What you have to do:
Repeat the span of the entries below that starts at the line with "locate the strawberry half in the photo above" and ends at the line with "locate the weathered", nothing more. Skip the pictures.

Data to examine:

● ● ● ● ● ● ●

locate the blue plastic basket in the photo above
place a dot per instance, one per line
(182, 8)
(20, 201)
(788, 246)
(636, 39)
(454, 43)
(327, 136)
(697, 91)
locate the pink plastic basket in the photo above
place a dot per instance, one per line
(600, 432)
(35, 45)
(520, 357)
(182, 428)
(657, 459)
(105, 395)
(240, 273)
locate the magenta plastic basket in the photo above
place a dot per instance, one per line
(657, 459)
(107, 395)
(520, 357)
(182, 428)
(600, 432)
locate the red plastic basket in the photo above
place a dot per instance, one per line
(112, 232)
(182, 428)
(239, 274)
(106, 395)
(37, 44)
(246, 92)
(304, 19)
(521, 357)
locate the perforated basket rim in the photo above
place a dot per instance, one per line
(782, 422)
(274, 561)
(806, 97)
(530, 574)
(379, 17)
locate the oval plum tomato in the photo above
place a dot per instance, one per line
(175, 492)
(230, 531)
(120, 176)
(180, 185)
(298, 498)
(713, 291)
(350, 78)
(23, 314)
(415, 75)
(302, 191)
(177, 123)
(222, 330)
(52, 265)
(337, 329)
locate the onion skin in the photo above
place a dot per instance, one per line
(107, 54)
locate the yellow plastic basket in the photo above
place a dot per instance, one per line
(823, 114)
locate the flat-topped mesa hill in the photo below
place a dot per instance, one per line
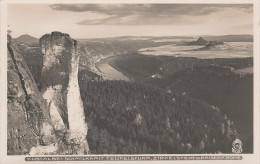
(60, 89)
(200, 41)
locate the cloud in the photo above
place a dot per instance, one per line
(147, 14)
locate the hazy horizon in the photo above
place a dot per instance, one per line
(84, 21)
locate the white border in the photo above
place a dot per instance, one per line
(247, 158)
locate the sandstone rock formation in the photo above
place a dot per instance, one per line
(29, 124)
(60, 88)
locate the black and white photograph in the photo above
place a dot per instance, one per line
(130, 80)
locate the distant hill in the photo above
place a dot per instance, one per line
(200, 41)
(230, 38)
(27, 39)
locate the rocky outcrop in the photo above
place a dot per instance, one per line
(60, 88)
(29, 124)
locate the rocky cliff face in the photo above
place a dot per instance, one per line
(29, 124)
(60, 89)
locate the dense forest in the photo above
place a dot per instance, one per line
(137, 117)
(214, 81)
(132, 118)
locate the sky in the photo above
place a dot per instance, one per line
(111, 20)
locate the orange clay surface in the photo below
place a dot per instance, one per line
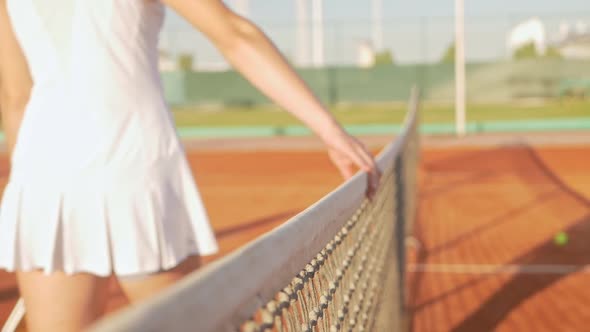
(478, 206)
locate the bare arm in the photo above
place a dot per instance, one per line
(247, 48)
(15, 80)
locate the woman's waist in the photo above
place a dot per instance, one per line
(97, 172)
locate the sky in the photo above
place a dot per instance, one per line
(415, 31)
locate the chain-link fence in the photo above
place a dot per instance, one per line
(508, 56)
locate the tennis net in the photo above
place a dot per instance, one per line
(338, 266)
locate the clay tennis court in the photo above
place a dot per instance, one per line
(488, 215)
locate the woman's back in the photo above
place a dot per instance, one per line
(97, 97)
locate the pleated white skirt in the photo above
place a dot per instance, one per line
(125, 227)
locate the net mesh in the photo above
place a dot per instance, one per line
(338, 266)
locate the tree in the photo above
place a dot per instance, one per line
(449, 56)
(384, 58)
(185, 62)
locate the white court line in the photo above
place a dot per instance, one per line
(498, 268)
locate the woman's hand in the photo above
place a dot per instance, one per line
(349, 154)
(248, 49)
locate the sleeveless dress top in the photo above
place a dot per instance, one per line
(99, 181)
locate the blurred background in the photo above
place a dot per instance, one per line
(524, 59)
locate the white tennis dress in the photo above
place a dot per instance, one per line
(100, 182)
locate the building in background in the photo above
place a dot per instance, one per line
(574, 41)
(366, 55)
(530, 31)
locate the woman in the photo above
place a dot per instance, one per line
(99, 183)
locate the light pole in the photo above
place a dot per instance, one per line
(302, 31)
(460, 68)
(377, 9)
(318, 32)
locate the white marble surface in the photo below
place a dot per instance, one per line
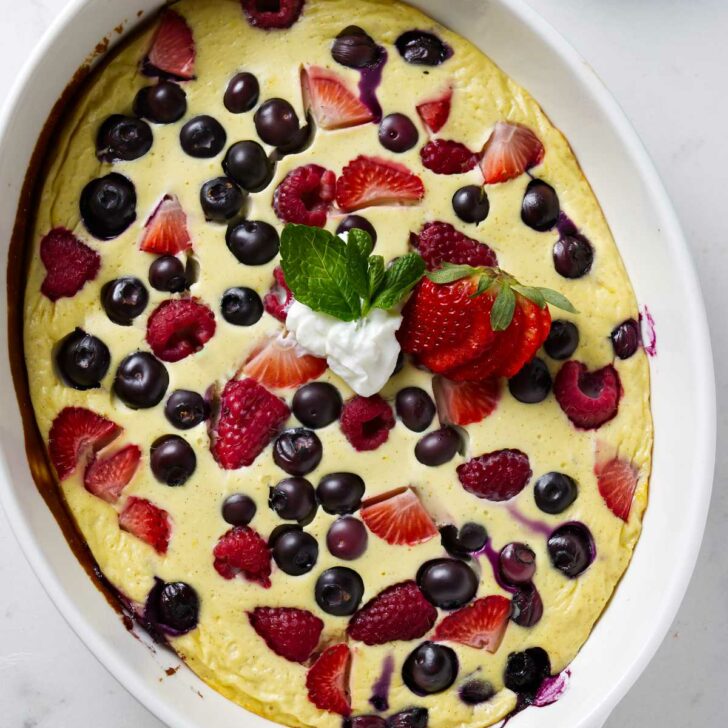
(665, 62)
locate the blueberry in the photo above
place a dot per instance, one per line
(338, 591)
(471, 204)
(108, 206)
(555, 492)
(123, 138)
(202, 137)
(82, 360)
(185, 409)
(172, 460)
(430, 668)
(241, 306)
(532, 384)
(141, 380)
(253, 242)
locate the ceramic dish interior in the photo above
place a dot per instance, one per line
(657, 261)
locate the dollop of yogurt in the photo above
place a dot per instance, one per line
(363, 353)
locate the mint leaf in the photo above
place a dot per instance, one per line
(314, 262)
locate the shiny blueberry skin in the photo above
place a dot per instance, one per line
(141, 380)
(540, 208)
(532, 384)
(626, 338)
(241, 306)
(562, 340)
(238, 509)
(555, 492)
(123, 138)
(415, 408)
(438, 447)
(573, 256)
(297, 451)
(242, 93)
(276, 122)
(571, 549)
(471, 204)
(340, 493)
(430, 668)
(397, 133)
(347, 538)
(339, 590)
(185, 409)
(164, 103)
(253, 242)
(357, 221)
(108, 205)
(203, 137)
(248, 164)
(447, 583)
(82, 360)
(422, 49)
(317, 404)
(172, 460)
(293, 499)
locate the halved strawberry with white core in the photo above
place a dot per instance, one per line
(173, 48)
(332, 104)
(165, 232)
(398, 517)
(280, 362)
(369, 181)
(76, 433)
(481, 624)
(464, 403)
(510, 150)
(107, 477)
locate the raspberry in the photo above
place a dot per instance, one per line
(305, 195)
(400, 612)
(444, 156)
(496, 476)
(440, 242)
(366, 422)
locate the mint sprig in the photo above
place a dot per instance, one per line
(344, 280)
(504, 306)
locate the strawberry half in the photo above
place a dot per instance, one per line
(481, 624)
(147, 522)
(76, 433)
(369, 181)
(510, 150)
(331, 103)
(464, 403)
(279, 362)
(165, 232)
(107, 477)
(327, 680)
(172, 52)
(399, 518)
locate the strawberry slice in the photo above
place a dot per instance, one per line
(172, 52)
(331, 103)
(398, 517)
(510, 150)
(76, 433)
(436, 111)
(107, 477)
(369, 181)
(147, 522)
(328, 680)
(464, 403)
(280, 362)
(165, 232)
(481, 624)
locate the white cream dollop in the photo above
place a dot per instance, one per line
(363, 353)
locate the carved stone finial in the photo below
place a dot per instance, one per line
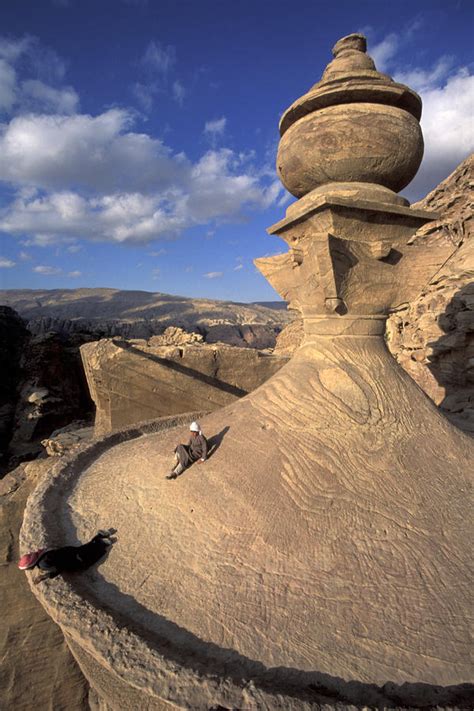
(354, 41)
(354, 126)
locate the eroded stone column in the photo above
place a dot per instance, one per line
(321, 553)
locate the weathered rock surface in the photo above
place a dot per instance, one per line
(13, 336)
(132, 381)
(68, 439)
(140, 314)
(433, 337)
(321, 554)
(37, 670)
(52, 393)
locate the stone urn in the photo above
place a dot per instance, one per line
(320, 556)
(356, 125)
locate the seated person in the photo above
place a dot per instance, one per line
(194, 451)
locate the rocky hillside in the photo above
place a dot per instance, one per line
(141, 314)
(433, 337)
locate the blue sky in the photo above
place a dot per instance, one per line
(138, 139)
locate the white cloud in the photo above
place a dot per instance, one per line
(179, 92)
(96, 153)
(215, 127)
(383, 52)
(144, 95)
(7, 86)
(6, 263)
(212, 189)
(92, 177)
(36, 93)
(158, 58)
(12, 49)
(447, 124)
(48, 271)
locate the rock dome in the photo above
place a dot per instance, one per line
(320, 555)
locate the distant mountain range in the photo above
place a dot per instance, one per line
(141, 314)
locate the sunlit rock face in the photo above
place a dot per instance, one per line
(320, 555)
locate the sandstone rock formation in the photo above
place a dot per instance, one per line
(37, 669)
(105, 313)
(132, 381)
(433, 337)
(320, 555)
(13, 335)
(52, 393)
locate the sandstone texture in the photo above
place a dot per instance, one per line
(51, 393)
(37, 669)
(104, 313)
(320, 556)
(355, 125)
(13, 336)
(132, 381)
(433, 337)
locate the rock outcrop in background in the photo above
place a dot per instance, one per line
(50, 393)
(13, 336)
(45, 388)
(433, 337)
(105, 313)
(135, 380)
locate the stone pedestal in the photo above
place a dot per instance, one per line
(320, 555)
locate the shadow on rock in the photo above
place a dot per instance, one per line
(215, 441)
(451, 359)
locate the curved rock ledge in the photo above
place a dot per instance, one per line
(137, 658)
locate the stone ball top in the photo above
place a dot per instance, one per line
(355, 41)
(352, 77)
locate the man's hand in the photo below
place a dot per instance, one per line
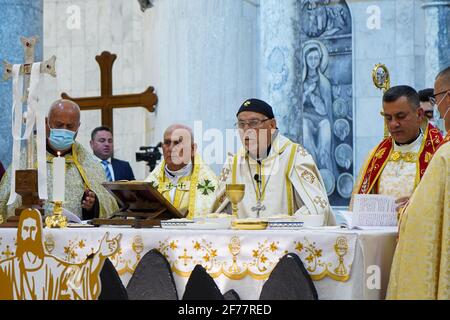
(401, 202)
(88, 200)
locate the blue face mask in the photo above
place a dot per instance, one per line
(61, 139)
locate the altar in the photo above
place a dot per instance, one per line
(344, 264)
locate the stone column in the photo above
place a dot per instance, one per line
(18, 18)
(437, 38)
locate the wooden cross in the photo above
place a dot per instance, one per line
(106, 102)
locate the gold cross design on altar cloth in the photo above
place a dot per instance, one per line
(318, 200)
(106, 102)
(7, 253)
(185, 257)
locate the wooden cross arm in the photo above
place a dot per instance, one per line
(47, 66)
(146, 99)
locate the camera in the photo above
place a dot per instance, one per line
(150, 154)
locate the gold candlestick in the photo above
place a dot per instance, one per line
(382, 80)
(235, 193)
(57, 219)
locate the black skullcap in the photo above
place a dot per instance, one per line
(256, 105)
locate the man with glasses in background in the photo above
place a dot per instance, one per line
(425, 104)
(280, 176)
(397, 164)
(440, 101)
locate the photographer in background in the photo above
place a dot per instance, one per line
(102, 145)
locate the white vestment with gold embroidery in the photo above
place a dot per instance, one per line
(192, 194)
(289, 182)
(399, 175)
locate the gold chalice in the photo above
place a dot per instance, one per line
(235, 193)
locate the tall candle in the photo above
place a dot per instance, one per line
(59, 178)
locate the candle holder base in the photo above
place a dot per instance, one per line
(27, 188)
(57, 219)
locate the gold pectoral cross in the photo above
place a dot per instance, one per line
(259, 207)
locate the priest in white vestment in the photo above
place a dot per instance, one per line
(397, 164)
(183, 178)
(280, 176)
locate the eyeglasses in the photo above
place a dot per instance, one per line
(396, 117)
(252, 124)
(428, 114)
(432, 99)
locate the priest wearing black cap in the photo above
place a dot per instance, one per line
(280, 176)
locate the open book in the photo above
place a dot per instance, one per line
(370, 211)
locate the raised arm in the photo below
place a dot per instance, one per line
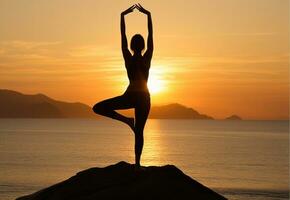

● ● ● ● ● ● ●

Response to the exercise:
locate the strawberry half in the photo above
place a dot per instance, one per line
(481, 624)
(147, 522)
(76, 433)
(369, 181)
(510, 150)
(331, 103)
(464, 403)
(279, 362)
(165, 232)
(107, 477)
(327, 680)
(172, 52)
(399, 518)
locate the strawberry slice in the photo above
place a dot per instance, one per line
(172, 52)
(331, 103)
(398, 517)
(510, 150)
(76, 433)
(436, 111)
(107, 477)
(369, 181)
(147, 522)
(328, 680)
(464, 403)
(280, 362)
(165, 232)
(481, 624)
locate the white cream dollop in the photo above
place a dot per instance, one per line
(363, 353)
locate the carved stone finial in the photo below
place a dot per instance, one per line
(354, 41)
(354, 126)
locate the eroded stone column in the photo above
place a dot per instance, one per line
(321, 553)
locate the weathered rock surface in the photo above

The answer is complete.